** start of Records to use **
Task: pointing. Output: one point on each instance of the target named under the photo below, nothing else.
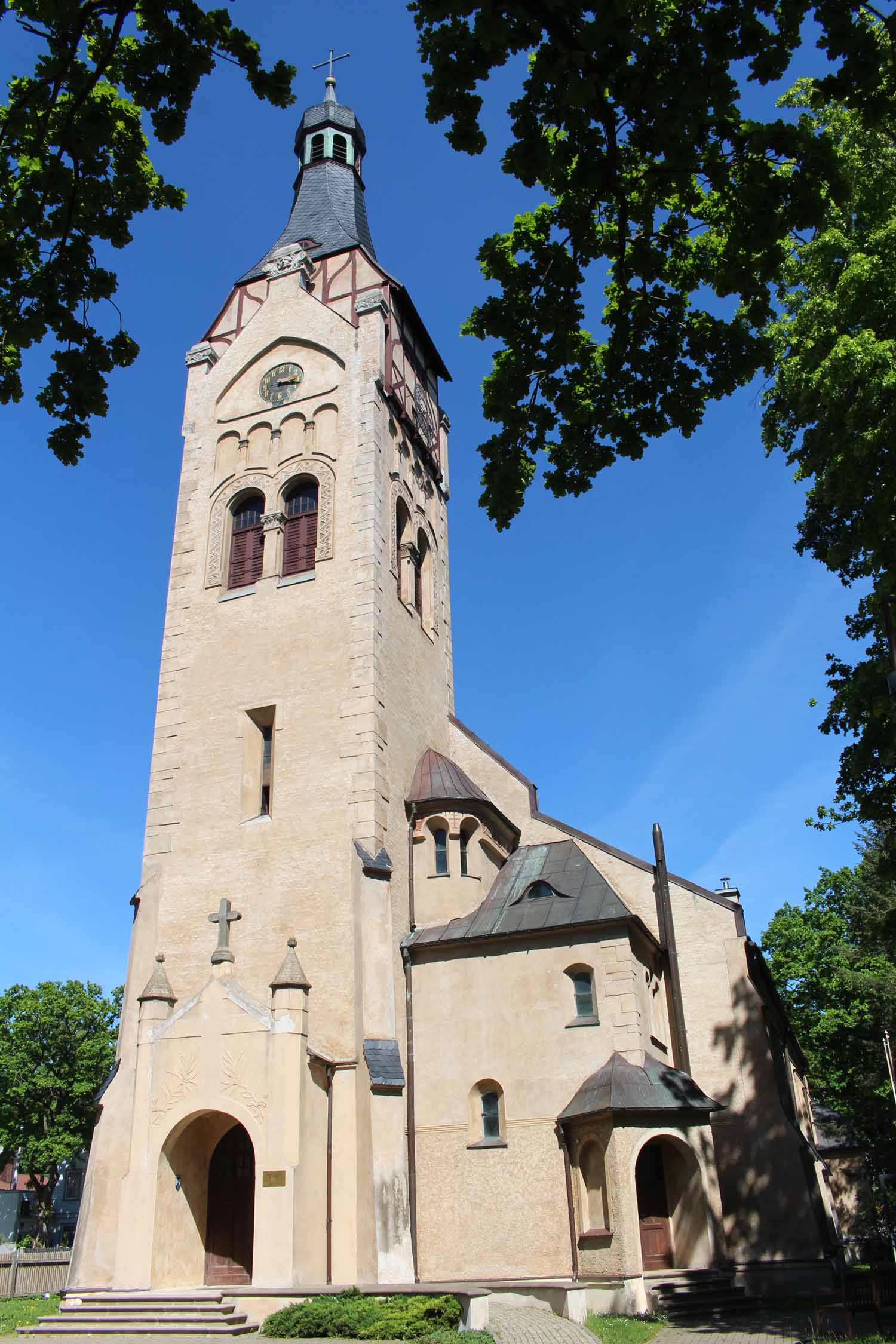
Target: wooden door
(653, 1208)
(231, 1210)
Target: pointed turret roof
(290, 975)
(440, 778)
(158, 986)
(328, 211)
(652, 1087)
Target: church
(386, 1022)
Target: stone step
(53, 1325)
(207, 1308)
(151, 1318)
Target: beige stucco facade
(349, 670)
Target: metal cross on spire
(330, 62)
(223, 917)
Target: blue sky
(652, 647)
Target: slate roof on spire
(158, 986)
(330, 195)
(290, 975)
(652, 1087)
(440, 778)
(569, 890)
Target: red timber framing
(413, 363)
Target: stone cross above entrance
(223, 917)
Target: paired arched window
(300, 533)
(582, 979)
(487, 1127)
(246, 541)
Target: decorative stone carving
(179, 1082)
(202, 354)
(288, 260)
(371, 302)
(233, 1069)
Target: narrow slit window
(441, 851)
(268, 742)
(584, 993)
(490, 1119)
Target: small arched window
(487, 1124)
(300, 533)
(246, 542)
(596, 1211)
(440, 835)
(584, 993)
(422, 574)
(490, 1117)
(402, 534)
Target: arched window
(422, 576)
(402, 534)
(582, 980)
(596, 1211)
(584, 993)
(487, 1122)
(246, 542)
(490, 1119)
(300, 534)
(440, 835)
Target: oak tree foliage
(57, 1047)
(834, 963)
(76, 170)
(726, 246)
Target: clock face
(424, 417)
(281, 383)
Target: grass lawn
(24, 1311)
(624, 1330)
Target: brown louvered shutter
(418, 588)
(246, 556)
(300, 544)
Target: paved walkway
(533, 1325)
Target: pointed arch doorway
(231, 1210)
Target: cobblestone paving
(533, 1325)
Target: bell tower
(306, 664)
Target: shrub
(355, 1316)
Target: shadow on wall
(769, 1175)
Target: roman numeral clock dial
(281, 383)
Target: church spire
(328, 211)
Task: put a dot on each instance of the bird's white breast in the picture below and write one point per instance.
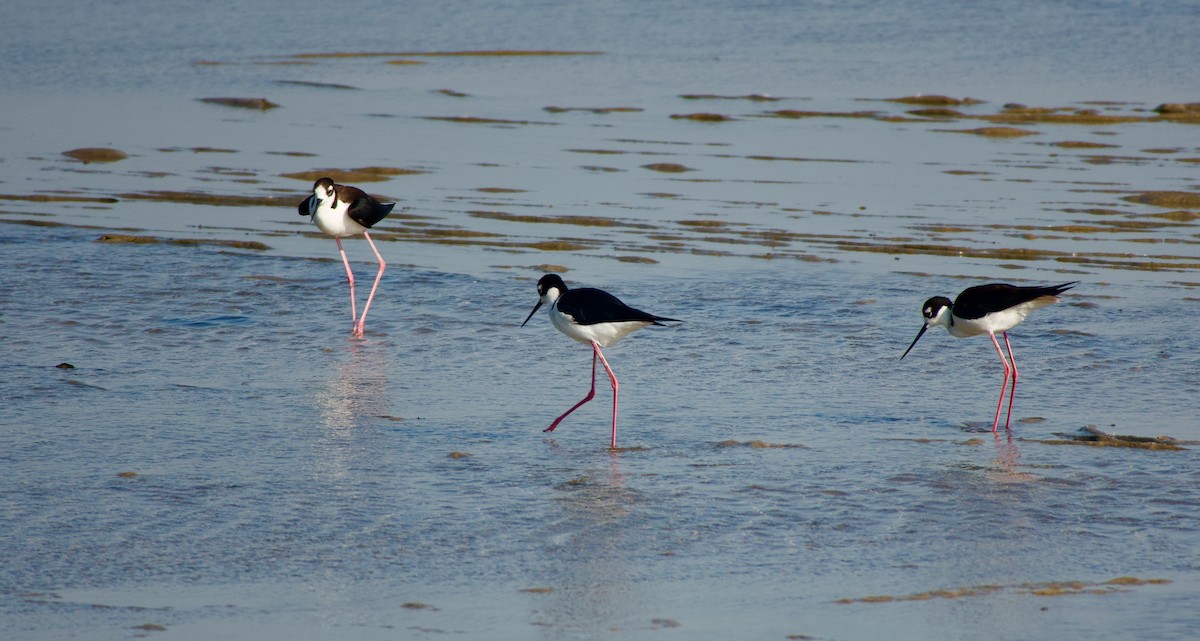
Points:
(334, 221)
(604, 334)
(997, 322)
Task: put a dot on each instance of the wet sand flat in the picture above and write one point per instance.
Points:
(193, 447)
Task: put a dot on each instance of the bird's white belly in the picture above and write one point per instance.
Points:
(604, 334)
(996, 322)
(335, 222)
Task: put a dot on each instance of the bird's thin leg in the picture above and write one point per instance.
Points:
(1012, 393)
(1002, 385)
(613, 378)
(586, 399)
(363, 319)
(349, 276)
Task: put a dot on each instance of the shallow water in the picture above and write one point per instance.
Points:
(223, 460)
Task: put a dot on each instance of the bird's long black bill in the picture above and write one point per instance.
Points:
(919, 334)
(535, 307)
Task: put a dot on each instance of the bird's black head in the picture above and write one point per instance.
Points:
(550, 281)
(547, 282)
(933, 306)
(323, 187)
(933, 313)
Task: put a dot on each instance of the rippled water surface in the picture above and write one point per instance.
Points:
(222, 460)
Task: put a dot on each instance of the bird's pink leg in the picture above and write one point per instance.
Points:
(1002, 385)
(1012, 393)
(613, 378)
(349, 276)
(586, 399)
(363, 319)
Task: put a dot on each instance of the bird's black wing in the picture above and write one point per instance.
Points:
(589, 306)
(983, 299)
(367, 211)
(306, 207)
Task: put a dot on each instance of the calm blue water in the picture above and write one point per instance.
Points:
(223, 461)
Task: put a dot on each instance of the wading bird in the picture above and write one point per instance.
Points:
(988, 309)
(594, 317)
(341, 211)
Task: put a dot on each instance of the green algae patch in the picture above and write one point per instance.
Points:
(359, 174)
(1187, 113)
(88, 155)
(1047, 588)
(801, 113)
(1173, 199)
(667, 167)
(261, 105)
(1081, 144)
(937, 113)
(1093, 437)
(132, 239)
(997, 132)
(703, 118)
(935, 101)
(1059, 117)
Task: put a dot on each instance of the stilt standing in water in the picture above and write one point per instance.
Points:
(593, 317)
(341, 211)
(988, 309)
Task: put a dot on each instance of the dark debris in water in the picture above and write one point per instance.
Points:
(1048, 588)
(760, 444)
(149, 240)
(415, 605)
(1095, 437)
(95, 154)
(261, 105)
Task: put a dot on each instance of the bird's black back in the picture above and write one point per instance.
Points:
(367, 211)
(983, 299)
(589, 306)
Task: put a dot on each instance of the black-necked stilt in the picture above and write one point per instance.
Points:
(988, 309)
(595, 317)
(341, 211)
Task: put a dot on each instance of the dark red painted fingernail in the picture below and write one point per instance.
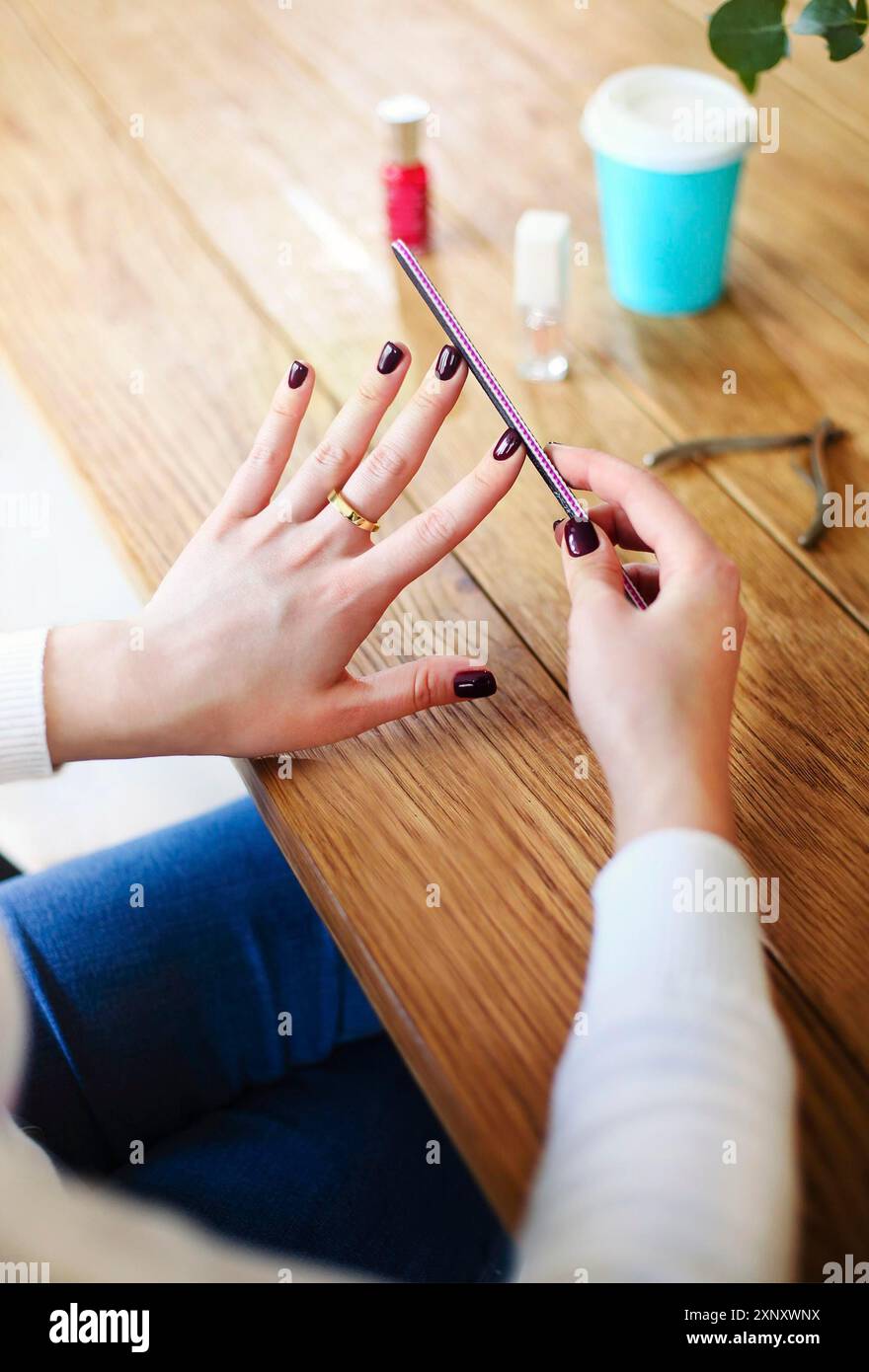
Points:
** end of Records to use **
** start of Records to use **
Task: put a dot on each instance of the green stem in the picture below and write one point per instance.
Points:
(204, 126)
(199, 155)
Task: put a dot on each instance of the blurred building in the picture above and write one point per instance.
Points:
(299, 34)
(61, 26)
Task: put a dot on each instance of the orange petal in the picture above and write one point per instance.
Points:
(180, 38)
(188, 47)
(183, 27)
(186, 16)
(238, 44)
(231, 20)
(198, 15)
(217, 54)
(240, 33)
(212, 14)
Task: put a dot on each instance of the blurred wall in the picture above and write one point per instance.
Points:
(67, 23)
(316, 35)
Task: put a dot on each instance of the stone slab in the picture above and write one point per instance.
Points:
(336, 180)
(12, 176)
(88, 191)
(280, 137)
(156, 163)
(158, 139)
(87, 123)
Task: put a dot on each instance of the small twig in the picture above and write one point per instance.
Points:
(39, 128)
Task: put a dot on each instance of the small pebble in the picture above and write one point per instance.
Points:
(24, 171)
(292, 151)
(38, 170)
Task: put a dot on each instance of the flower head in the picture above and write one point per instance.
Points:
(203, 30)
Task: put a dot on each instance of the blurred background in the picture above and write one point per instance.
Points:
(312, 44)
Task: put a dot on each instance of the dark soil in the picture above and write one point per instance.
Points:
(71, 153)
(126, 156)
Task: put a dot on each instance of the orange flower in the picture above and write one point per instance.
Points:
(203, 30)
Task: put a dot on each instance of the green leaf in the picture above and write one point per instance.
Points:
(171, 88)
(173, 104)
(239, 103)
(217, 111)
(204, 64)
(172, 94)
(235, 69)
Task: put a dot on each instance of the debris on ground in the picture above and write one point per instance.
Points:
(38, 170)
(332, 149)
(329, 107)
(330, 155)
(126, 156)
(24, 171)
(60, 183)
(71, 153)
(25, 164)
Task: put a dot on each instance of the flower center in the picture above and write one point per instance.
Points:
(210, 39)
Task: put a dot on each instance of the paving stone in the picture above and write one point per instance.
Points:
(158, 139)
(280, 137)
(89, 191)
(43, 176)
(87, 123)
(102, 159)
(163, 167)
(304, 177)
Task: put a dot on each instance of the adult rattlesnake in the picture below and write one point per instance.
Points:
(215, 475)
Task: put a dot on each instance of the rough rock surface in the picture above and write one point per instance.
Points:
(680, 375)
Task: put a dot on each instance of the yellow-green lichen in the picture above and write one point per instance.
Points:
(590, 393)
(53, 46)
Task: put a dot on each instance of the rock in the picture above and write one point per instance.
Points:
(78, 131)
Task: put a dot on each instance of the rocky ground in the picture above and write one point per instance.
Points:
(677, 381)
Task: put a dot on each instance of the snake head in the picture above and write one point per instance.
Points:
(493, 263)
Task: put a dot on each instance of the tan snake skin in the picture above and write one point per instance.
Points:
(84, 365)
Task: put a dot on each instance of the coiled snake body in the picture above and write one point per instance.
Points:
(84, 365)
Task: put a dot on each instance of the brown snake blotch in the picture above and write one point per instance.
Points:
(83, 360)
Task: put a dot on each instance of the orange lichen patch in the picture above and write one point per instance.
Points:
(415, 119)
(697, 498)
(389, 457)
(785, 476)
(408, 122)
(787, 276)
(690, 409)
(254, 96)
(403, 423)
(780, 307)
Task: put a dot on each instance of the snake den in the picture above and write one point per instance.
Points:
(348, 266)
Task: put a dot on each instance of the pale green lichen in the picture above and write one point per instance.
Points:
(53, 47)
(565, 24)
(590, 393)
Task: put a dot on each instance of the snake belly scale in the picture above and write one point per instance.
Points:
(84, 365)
** end of Records to use **
** start of Records to use **
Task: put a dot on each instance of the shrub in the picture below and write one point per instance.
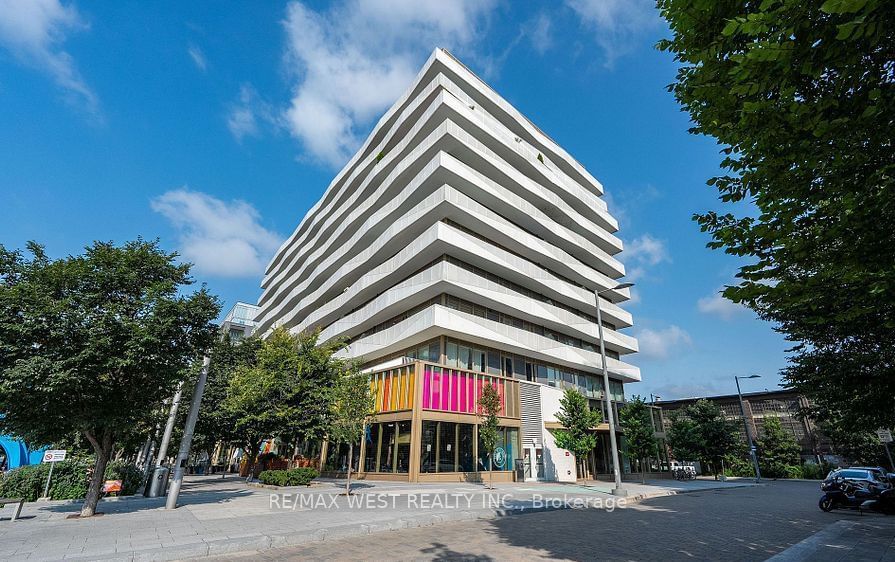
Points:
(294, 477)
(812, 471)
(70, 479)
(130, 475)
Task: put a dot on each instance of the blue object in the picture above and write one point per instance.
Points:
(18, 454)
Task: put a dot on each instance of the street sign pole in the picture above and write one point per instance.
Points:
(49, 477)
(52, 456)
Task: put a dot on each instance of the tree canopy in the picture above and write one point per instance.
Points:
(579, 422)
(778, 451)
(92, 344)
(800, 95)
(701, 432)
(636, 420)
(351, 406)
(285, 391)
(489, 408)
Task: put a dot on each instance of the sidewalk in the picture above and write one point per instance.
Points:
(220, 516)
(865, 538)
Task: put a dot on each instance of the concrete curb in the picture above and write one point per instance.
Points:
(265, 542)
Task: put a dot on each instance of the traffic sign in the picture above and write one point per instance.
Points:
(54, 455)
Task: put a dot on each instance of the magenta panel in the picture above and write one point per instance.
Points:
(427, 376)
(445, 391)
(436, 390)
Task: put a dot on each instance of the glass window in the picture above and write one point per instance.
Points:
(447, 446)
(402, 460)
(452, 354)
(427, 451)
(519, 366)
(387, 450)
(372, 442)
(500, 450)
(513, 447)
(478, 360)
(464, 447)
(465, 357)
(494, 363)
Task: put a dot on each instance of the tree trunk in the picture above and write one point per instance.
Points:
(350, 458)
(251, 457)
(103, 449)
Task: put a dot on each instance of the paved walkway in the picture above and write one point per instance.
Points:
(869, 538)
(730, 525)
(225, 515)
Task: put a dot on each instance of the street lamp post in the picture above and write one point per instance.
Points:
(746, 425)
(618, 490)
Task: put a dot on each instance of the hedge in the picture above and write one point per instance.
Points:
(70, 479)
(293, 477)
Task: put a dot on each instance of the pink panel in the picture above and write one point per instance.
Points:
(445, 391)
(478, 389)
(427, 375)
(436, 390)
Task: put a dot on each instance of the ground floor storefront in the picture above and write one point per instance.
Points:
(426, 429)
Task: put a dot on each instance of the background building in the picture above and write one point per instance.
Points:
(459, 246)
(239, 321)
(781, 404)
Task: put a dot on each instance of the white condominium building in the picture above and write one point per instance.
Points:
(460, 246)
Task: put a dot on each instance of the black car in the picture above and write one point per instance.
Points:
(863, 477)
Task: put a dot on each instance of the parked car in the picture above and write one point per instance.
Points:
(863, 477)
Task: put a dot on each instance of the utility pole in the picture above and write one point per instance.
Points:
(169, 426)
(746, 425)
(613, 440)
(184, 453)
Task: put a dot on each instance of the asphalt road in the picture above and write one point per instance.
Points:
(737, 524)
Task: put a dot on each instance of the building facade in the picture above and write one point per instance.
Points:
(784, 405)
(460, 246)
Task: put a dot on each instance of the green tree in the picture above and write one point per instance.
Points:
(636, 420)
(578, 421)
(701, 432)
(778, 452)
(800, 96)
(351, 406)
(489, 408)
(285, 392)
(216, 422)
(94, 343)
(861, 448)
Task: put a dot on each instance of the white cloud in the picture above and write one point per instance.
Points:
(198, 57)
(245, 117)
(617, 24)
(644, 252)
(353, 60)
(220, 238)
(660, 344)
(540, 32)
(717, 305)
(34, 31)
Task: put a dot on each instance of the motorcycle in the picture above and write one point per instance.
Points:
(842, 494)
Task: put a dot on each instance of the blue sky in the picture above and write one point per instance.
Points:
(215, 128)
** end of Records to use **
Show each line of the data above that contains the string "street", treating uppercase and lowercase letters as different.

Task: put a dot on each instance of the street sign pole in the picture above and write one point per instance.
Task: put a dot on each instance of the street lamp post in the picture above and write one point per instance.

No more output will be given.